# INPUT DATA
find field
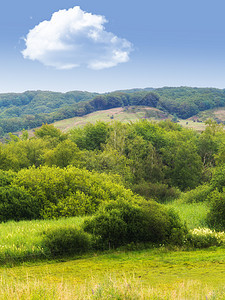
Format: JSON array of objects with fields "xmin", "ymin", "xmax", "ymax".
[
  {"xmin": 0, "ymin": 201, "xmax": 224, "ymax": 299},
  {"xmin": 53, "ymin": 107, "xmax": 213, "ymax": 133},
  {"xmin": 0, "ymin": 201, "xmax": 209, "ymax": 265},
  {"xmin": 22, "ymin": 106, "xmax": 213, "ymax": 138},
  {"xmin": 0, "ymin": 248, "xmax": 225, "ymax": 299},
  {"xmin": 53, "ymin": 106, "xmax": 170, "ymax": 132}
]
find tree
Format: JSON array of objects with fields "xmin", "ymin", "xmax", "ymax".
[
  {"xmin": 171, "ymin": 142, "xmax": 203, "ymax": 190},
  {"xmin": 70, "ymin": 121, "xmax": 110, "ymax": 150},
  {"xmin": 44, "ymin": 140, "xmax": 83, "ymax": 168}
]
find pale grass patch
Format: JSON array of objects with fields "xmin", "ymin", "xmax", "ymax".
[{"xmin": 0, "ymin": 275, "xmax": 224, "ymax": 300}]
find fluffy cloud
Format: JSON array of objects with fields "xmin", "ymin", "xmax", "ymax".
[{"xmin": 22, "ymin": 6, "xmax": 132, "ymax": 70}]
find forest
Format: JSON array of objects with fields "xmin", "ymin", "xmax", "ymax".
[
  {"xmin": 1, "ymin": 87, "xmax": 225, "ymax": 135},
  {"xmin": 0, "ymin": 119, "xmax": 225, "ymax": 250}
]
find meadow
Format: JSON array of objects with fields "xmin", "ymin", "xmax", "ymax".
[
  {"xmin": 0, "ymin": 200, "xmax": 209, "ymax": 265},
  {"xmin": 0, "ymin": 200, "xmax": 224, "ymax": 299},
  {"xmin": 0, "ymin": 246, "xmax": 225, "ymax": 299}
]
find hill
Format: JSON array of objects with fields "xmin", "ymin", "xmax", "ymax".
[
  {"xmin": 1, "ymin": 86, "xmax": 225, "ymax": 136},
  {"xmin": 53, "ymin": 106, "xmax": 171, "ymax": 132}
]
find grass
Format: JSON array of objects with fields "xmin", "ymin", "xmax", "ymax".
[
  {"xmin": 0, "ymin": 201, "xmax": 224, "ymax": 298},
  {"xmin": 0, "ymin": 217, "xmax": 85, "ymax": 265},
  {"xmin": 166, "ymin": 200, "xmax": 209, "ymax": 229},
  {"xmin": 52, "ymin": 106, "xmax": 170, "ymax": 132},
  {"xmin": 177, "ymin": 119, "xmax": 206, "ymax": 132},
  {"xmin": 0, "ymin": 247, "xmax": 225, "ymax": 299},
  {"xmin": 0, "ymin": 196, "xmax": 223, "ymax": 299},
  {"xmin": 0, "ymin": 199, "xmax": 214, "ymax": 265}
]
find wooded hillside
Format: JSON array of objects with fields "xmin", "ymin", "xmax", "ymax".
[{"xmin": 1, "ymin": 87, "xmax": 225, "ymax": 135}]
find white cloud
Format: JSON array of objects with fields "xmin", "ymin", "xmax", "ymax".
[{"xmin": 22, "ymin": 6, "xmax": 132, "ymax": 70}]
* * *
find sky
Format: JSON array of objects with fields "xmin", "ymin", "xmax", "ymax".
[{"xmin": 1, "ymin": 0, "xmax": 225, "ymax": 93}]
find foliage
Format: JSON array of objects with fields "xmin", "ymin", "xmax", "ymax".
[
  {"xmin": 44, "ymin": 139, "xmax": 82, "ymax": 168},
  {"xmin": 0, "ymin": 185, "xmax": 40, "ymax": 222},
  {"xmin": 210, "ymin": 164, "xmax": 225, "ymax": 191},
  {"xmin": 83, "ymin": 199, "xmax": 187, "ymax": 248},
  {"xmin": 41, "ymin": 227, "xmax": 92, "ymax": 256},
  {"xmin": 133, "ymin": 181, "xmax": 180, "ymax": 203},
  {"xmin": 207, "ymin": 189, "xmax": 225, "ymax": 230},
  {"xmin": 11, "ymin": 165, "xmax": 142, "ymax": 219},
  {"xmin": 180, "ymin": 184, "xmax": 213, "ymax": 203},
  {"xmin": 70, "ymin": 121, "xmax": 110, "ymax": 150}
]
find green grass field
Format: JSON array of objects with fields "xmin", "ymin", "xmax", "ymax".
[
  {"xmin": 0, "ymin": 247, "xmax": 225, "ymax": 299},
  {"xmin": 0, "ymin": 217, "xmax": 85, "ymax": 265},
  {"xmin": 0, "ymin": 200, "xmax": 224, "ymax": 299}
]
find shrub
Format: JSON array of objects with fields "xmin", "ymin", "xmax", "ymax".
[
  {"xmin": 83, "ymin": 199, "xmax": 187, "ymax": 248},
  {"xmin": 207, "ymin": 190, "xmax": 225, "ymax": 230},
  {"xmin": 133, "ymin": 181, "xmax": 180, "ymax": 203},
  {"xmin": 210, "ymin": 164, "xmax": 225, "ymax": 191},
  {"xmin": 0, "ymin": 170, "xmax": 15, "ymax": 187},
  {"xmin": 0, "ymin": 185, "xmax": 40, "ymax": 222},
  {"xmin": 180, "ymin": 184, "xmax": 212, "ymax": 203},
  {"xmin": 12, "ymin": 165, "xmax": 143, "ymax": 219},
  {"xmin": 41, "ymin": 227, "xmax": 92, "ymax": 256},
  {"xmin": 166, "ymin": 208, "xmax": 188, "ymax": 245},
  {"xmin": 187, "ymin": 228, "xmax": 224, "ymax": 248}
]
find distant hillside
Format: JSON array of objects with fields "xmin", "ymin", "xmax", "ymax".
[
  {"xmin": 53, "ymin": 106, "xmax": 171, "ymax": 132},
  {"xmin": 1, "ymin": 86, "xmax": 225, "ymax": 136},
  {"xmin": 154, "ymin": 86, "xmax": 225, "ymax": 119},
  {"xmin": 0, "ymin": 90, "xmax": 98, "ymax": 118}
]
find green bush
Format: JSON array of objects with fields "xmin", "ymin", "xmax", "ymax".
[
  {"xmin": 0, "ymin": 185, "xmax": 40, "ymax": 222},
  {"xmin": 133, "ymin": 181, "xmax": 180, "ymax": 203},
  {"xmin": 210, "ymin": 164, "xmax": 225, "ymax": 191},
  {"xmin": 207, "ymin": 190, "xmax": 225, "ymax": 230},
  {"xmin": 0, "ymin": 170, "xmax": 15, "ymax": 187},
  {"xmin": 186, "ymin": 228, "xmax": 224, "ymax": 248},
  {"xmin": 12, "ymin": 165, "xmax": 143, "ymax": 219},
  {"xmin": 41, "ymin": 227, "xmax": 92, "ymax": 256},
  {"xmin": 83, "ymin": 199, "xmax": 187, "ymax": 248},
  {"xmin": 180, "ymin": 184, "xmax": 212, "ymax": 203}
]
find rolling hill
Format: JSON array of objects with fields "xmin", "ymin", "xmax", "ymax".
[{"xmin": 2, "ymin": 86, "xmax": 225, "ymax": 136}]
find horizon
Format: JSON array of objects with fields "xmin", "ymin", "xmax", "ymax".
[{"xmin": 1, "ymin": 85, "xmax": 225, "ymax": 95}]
* * *
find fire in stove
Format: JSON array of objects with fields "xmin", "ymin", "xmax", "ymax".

# WORK ORDER
Look over the listing above. Pick out and copy every line that includes "green".

# SOLUTION FOR THIS TASK
find green grass field
find green bush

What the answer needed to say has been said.